***** TRECHO DO DOCUMENTO

Gomes (1995) indica que a entrada das mulheres negras no magistério culminou
com um processo de democratização da educação, processo que é fruto das lutas dos
movimentos sociais e da classe trabalhadora no sentido de busca de uma maior inserção
social, na busca pela educação e pela escola. Se analisarmos todo esse processo sócio-
histórico, verificaremos que os negros estão inseridos neste movimento e que mulheres
negras que até então eram analfabetas, por conta de situações sociais, políticas, econômicas e
raciais, visualizam uma oportunidade de acesso à escola pública. A expansão da escola
oportunizou o aumento de vagas nos cursos noturnos e profissionalizantes, onde o magistério
está incluído.
Porém, a entrada da mulher negra no magistério não significou a democratização da
escola e da educação para as classes populares. Quando a mulher negra entra neste campo, o
magistério que antes era tido como ocupação de mulheres brancas, já está bastante
131
desvalorizado, com remunerações baixas. O aumento do nível de escolarização de mulheres
brancas, de classe média faz com que as mesmas passassem a ocupar atividades melhores
remuneradas, o que ocasionou a abertura de um espaço para quem não possuía outra
perspectiva, como no caso das negras.

**********

O QUE FAZER » Transcreva integralmente o trecho sobre a entrada das mulheres negras no magistério, sem nenhuma alteração.

***** DADOS EXTRAÍDOS

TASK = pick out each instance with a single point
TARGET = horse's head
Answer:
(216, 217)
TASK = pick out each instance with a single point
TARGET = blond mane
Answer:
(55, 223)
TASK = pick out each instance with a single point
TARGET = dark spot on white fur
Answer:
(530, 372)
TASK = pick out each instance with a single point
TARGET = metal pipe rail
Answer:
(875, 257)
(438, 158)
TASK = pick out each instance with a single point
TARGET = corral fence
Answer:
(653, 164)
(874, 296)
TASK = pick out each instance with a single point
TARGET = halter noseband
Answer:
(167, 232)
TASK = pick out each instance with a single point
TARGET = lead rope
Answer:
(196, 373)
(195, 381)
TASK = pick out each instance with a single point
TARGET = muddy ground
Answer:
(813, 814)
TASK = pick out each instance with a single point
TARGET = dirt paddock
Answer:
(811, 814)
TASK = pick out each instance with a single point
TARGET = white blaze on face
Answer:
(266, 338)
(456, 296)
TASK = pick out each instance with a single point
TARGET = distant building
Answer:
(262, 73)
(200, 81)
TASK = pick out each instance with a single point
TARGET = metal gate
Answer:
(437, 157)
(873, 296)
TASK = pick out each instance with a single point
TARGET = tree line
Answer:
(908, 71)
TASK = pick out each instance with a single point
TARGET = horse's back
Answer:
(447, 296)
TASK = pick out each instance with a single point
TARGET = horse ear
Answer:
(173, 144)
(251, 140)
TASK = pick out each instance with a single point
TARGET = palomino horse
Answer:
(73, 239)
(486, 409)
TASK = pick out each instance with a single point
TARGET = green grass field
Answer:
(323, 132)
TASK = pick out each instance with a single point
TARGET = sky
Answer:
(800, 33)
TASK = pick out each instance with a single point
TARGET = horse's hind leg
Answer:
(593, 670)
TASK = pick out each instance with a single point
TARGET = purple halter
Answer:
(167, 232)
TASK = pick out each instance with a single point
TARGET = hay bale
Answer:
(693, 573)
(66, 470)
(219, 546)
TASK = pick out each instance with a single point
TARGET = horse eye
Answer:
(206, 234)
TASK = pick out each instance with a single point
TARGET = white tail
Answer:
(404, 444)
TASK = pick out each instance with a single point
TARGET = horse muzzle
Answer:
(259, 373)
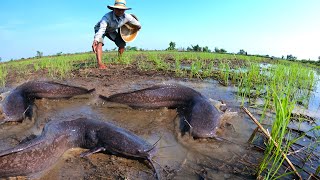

**********

RESPOSTA DO EXERCÍCIO »
Gomes (1995) indica que a entrada das mulheres negras no magistério culminou
com um processo de democratização da educação, processo que é fruto das lutas dos
movimentos sociais e da classe trabalhadora no sentido de busca de uma maior inserção
social, na busca pela educação e pela escola. Se analisarmos todo esse processo sócio-
histórico, verificaremos que os negros estão inseridos neste movimento e que mulheres
negras que até então eram analfabetas, por conta de situações sociais, políticas, econômicas e
raciais, visualizam uma oportunidade de acesso à escola pública. A expansão da escola
oportunizou o aumento de vagas nos cursos noturnos e profissionalizantes, onde o magistério
está incluído.
Porém, a entrada da mulher negra no magistério não significou a democratização da
escola e da educação para as classes populares. Quando a mulher negra entra neste campo, o
magistério que antes era tido como ocupação de mulheres brancas, já está bastante
131
desvalorizado, com remunerações baixas. O aumento do nível de escolarização de mulheres
brancas, de classe média faz com que as mesmas passassem a ocupar atividades melhores
remuneradas, o que ocasionou a abertura de um espaço para quem não possuía outra
perspectiva, como no caso das negras.